> [Trecho fornecido]:
= = = = = = =
O que é admitir que deveríamos procurar a sensação aquém de qualquer conteúdo
qualificado, já que o vermelho e o verde, para se distinguirem um do outro como duas
cores, precisam estar diante de mim, mesmo sem localização precisa, e deixam
portanto de ser eu mesmo. A sensação pura será a experiência de um "choque"
indiferenciado, instantâneo e pontual (MERLEAU-PONTY, 1999, p. 23).
Deste modo, Merleau-Ponty observa, a partir dessa condição, o que aparenta ser de
imediato e dado como elemento da consciência, exige um desvelar sobre o que determina de
direito a investir na experiência perceptiva uma camada de "impressões". Ao perceber uma
mancha branca sobre um fundo homogêneo, a mancha se apresenta não apenas como algo
isolado em si mesma, e sim no entanto, pelo interior de um conjunto enquanto "o algo
perceptivo está sempre no meio de outra coisa" (MERLEAU-PONTY, 1999, p. 24), logo, a
mancha branca com a cor mais densa e resistente não são solidários ao fundo todavia contíguo,
"a mancha parece colocada sobre o fundo e não o interrompe" (MERLEAU-PONTY, 1999, p.
= = = = = = =
> [Dados para processar]:
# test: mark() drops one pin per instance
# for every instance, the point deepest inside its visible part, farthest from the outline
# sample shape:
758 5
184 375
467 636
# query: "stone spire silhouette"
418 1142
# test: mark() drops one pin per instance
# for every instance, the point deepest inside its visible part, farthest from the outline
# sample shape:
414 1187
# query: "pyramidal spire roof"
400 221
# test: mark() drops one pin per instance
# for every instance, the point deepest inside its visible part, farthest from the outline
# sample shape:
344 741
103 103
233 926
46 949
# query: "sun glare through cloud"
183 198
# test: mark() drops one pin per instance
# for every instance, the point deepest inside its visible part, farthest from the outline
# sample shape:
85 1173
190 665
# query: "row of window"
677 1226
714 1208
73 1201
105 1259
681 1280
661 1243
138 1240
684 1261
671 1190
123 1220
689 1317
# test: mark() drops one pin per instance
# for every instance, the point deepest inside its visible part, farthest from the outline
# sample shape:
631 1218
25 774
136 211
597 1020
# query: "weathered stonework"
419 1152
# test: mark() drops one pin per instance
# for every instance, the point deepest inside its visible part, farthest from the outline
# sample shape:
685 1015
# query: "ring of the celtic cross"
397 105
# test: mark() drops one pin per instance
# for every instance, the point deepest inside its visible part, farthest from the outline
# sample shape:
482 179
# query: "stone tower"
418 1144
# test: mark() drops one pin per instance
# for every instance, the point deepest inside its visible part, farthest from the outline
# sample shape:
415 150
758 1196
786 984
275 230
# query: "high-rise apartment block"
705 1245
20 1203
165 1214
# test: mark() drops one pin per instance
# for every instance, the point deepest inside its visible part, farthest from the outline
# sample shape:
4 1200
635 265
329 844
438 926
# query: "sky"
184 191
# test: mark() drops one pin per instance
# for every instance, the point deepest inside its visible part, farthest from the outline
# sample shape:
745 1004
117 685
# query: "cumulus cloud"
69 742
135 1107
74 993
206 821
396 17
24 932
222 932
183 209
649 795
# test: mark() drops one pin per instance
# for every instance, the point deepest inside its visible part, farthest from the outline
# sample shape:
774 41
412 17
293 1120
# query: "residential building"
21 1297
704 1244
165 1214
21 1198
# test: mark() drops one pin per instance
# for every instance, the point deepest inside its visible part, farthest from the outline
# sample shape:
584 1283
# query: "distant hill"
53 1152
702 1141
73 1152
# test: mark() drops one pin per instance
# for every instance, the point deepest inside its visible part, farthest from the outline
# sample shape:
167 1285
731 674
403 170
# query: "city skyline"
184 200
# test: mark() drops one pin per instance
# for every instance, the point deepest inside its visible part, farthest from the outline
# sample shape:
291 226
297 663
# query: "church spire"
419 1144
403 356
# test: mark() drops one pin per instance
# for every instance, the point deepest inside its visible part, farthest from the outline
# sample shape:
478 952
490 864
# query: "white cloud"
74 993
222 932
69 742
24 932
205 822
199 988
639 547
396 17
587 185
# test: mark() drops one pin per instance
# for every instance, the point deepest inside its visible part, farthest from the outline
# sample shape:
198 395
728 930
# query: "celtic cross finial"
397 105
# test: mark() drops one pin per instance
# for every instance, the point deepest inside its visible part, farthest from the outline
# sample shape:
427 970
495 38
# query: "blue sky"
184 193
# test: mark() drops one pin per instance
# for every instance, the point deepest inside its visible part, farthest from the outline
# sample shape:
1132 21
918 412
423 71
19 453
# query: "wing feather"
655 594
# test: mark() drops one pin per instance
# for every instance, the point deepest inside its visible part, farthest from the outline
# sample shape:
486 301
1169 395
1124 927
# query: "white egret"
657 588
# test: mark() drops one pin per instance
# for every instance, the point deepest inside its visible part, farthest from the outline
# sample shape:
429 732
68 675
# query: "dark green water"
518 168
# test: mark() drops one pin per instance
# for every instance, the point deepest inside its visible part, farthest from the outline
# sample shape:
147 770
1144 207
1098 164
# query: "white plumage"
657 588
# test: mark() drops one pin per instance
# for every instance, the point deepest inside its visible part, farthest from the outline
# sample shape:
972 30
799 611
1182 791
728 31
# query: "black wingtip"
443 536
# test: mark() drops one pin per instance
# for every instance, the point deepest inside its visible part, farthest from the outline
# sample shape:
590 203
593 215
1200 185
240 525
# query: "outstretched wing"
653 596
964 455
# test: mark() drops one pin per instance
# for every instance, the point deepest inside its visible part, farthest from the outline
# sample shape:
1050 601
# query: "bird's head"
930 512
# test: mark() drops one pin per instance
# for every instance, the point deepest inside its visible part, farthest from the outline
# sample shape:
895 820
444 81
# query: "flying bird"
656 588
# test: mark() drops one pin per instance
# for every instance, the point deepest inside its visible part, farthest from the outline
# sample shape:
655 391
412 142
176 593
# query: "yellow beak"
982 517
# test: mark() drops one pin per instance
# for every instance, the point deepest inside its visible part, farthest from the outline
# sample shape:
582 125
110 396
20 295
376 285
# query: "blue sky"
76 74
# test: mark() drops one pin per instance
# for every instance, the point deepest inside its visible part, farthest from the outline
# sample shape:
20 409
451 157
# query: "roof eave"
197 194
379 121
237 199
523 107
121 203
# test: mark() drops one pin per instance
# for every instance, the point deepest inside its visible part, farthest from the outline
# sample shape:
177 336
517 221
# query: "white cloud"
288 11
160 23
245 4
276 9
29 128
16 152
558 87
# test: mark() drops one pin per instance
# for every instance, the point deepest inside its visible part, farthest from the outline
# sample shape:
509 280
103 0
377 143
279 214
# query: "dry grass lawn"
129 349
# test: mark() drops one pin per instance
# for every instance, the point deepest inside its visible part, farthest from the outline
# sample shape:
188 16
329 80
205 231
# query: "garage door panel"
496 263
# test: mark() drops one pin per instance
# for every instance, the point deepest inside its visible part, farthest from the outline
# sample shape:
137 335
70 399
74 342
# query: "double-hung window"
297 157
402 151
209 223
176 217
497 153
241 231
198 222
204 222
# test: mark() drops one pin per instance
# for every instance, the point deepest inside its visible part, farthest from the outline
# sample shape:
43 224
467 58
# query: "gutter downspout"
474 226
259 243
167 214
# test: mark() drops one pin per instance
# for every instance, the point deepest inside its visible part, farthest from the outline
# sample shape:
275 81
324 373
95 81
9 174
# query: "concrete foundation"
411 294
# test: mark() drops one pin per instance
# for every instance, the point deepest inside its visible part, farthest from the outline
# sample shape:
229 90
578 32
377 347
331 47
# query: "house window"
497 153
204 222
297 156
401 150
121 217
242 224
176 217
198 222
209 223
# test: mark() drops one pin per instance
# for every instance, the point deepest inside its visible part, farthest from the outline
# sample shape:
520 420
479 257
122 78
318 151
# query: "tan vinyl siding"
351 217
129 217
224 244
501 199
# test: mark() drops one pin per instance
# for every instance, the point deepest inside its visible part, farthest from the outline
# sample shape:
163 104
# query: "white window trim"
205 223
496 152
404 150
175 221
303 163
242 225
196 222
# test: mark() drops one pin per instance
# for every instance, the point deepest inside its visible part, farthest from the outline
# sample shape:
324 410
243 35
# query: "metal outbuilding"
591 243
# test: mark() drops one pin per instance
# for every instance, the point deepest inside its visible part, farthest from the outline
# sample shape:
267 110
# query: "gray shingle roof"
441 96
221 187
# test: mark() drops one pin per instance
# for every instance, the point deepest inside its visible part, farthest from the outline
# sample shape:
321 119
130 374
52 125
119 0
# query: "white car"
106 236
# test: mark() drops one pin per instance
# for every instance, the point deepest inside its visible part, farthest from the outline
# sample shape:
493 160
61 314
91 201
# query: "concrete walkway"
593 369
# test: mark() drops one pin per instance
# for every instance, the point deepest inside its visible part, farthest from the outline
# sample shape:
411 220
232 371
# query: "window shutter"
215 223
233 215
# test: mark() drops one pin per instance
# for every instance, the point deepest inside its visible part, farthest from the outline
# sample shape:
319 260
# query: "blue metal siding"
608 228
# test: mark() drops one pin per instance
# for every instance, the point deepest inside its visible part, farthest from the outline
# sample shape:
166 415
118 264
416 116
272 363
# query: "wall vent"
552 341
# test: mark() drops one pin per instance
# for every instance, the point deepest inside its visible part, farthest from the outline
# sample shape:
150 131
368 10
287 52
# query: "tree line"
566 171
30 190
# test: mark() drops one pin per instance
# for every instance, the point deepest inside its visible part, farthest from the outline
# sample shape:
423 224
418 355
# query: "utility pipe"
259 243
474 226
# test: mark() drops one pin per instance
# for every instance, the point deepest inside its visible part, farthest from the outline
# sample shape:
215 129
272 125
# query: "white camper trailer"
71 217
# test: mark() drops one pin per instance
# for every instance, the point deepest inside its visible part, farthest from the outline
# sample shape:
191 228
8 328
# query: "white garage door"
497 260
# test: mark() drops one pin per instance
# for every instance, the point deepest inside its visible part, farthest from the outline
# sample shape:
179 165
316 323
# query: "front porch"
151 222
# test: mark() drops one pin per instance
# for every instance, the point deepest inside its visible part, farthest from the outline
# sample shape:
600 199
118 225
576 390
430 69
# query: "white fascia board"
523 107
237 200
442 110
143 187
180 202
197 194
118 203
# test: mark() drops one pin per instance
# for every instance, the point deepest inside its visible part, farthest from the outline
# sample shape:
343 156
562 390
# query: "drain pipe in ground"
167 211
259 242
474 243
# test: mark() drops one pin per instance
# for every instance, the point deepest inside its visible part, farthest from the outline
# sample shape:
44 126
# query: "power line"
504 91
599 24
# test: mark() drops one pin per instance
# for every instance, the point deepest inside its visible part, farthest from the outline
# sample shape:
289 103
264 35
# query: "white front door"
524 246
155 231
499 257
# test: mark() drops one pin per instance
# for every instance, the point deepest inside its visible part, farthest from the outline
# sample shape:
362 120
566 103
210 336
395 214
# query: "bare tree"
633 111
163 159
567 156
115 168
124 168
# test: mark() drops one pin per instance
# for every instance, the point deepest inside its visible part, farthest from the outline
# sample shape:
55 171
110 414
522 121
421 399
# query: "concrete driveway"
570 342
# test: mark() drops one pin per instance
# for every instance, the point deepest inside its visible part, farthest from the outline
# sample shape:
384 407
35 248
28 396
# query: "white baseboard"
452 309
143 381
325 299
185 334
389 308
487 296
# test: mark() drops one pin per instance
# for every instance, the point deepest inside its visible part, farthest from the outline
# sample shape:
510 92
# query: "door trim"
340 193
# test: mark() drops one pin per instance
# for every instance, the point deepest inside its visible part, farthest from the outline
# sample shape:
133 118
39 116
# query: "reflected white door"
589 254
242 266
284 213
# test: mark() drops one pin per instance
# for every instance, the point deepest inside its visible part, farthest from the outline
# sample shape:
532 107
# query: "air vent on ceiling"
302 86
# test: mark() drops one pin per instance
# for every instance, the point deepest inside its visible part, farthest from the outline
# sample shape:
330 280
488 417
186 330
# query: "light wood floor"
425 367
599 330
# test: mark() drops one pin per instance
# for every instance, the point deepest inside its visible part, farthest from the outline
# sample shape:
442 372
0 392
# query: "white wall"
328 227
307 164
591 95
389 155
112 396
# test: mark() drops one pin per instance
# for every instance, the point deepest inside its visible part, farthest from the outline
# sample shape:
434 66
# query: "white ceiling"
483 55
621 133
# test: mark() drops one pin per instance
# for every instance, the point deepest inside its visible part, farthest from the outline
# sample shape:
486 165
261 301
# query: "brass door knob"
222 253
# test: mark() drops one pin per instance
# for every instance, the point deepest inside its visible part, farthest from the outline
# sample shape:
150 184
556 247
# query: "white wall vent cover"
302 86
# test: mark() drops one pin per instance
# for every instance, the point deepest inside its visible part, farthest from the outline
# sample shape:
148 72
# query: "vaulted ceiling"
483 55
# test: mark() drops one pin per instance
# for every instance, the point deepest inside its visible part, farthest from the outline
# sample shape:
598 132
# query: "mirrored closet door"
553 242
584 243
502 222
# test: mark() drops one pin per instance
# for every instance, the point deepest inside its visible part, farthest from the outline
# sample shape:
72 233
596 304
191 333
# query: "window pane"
= = = = = = =
> [O que fazer]:
(1) Responda, com base no trecho fornecido, às perguntas abaixo:
(a) Como o trecho descreve a experiência da sensação pura?
(b) Que duas cores são citadas como exemplo de cores que precisam estar diante de mim para se distinguirem?
(c) Segundo a citação de Merleau-Ponty, onde o algo perceptivo está sempre?
(2) Filtre as entradas e copie cada linha que contenha a palavra "siding", levando em conta a diferença entre maiúsculas e minúsculas.

> [Problemas resolvidos]:
(1)
(a) Como a experiência de um "choque" indiferenciado, instantâneo e pontual.
(b) O vermelho e o verde.
(c) No meio de outra coisa.

(2)
# query: "tan vinyl siding"
# query: "blue metal siding"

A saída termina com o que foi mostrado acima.